__Work to do__:
Change every "marker" in the listing below to "dot", then write out all of its lines again with nothing else altered.

[Dataset records about object locations]
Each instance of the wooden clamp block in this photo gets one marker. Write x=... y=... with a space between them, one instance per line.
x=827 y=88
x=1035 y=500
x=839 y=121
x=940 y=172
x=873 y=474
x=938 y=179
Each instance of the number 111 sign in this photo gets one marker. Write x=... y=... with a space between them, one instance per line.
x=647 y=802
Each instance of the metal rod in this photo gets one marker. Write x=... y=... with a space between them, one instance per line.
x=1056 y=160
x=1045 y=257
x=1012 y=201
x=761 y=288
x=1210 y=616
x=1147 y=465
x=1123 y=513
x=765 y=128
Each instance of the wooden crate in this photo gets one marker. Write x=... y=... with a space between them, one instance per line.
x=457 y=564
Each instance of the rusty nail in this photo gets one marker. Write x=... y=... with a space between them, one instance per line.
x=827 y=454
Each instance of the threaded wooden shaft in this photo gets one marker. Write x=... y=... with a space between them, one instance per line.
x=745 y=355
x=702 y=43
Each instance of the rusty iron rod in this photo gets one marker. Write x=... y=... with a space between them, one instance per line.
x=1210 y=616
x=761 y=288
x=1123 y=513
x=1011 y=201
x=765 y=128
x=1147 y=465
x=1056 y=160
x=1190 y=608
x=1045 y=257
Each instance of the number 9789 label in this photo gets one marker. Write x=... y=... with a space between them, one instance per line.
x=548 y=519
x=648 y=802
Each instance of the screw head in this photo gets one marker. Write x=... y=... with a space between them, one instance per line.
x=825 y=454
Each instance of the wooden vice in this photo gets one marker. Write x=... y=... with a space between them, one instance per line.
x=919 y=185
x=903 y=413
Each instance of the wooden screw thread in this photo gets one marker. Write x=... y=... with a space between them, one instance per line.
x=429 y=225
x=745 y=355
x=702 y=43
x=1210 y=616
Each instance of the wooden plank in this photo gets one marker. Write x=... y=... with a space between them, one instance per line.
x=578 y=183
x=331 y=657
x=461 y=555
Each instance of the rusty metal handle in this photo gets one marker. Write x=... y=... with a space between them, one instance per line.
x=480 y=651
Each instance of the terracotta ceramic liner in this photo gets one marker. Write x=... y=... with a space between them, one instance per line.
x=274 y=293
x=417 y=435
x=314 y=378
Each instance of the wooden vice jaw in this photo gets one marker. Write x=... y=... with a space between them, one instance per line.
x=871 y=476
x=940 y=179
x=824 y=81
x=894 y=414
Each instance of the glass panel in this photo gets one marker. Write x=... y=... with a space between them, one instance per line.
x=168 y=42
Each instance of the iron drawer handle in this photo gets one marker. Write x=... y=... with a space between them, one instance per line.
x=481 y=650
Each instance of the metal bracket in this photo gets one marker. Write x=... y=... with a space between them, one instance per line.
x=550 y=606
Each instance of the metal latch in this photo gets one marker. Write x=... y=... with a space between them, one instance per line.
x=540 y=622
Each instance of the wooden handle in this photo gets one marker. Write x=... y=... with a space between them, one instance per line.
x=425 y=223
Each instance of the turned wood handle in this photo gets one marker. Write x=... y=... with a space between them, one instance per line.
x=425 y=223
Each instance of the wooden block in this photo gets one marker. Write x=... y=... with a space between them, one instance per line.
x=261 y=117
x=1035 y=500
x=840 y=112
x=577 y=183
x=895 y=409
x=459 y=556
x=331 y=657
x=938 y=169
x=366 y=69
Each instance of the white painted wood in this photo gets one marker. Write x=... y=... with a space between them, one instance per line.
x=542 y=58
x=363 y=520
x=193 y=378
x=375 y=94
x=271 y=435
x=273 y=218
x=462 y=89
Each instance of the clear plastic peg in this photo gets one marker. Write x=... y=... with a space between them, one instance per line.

__Correct response__:
Each instance of the wooden clamp block in this photo gets one dot. Write x=... y=... with a space between them, one instance per line.
x=827 y=88
x=1035 y=500
x=839 y=121
x=940 y=172
x=873 y=474
x=938 y=179
Each instance of the number 111 sign in this photo gets one dot. Write x=... y=... with a space between them, one instance per line.
x=647 y=802
Each instance of the metal rod in this photo gets one dot. Write x=... y=... with a space between them, one instance per line.
x=1056 y=160
x=1045 y=257
x=1012 y=201
x=761 y=288
x=1210 y=616
x=1147 y=465
x=1123 y=513
x=765 y=128
Each instance of the wooden crate in this photo gets one dot. Write x=... y=... with a space between them, one instance per line.
x=457 y=564
Each instance of the rusty nail in this photo gets one dot. Write x=... y=... with a space between them, one instance per line.
x=827 y=454
Each instance of the threaded wooden shaft in this photo gets one dot. Write x=... y=... with a space between them, one instance per line.
x=745 y=355
x=702 y=43
Each instance of the rusty iron rod in this photo gets one dot. Write x=... y=... with a space between them, one instance per line.
x=1210 y=616
x=761 y=288
x=1123 y=513
x=1011 y=201
x=765 y=128
x=1147 y=465
x=1056 y=160
x=1190 y=608
x=1045 y=257
Each instance of the number 9789 label in this photo gets one dot. Write x=... y=... with a space between them, one instance per line.
x=548 y=519
x=648 y=802
Each instance of the screw head in this photo gets one dot. Write x=... y=... with a space between them, one instance per line.
x=825 y=454
Each instance of the wooden vice in this photo gets one dot. Write x=... y=... with a space between them, one instance per line.
x=919 y=185
x=903 y=413
Each instance of the wooden screw thread in this photo gets one dot. Write x=... y=... with a space between them, one instance per line.
x=429 y=225
x=745 y=355
x=702 y=43
x=1210 y=616
Each instance of the wooden plank in this photo gets one dot. Write x=... y=... with a space between them, one instance per line.
x=578 y=183
x=331 y=657
x=461 y=555
Each instance of the rusty metal handle in this photo gets one dot. Write x=... y=... with a space between them, one instance per line.
x=480 y=651
Each instance of the terracotta ceramic liner in this photo gets one dot. Write x=... y=... with a space between them, one instance per line.
x=274 y=293
x=417 y=435
x=314 y=378
Each instance of the wooden vice jaw in this photo gets one dot. Write x=... y=... with a space between them, one instance per line.
x=871 y=476
x=940 y=179
x=824 y=81
x=894 y=414
Each instance of the glass panel in this photo gets one dot. Write x=... y=... with a space between them, one instance per line.
x=168 y=42
Each instance of the iron drawer handle in this photo gets one dot. Write x=... y=... with a space between them, one instance per line.
x=481 y=650
Each instance of the metal bracket in this photo gets one dot. Write x=... y=... with a space between them, one instance per line.
x=550 y=606
Each instance of the metal latch in this photo gets one dot. Write x=... y=... with a space between them, one instance per line.
x=540 y=622
Each instance of the wooden handle in this photo gets one dot. Write x=... y=... with a space between them, one instance per line.
x=425 y=223
Each instance of the turned wood handle in this photo gets one dot. Write x=... y=... with a space between them, one instance per line.
x=425 y=223
Each instance of the wooden block in this photo gets one dot. Write x=... y=... with a space between them, one instance per line.
x=261 y=117
x=1035 y=500
x=840 y=112
x=577 y=183
x=895 y=409
x=459 y=556
x=331 y=657
x=938 y=169
x=366 y=69
Each instance of the white painted wood in this photo gets one dot. Write x=... y=... with a space between them, one instance per line.
x=542 y=58
x=363 y=520
x=193 y=378
x=375 y=94
x=271 y=435
x=273 y=218
x=462 y=89
Each instance of the clear plastic peg in this photo gets one dot. Write x=... y=... with a space between them, one instance per line.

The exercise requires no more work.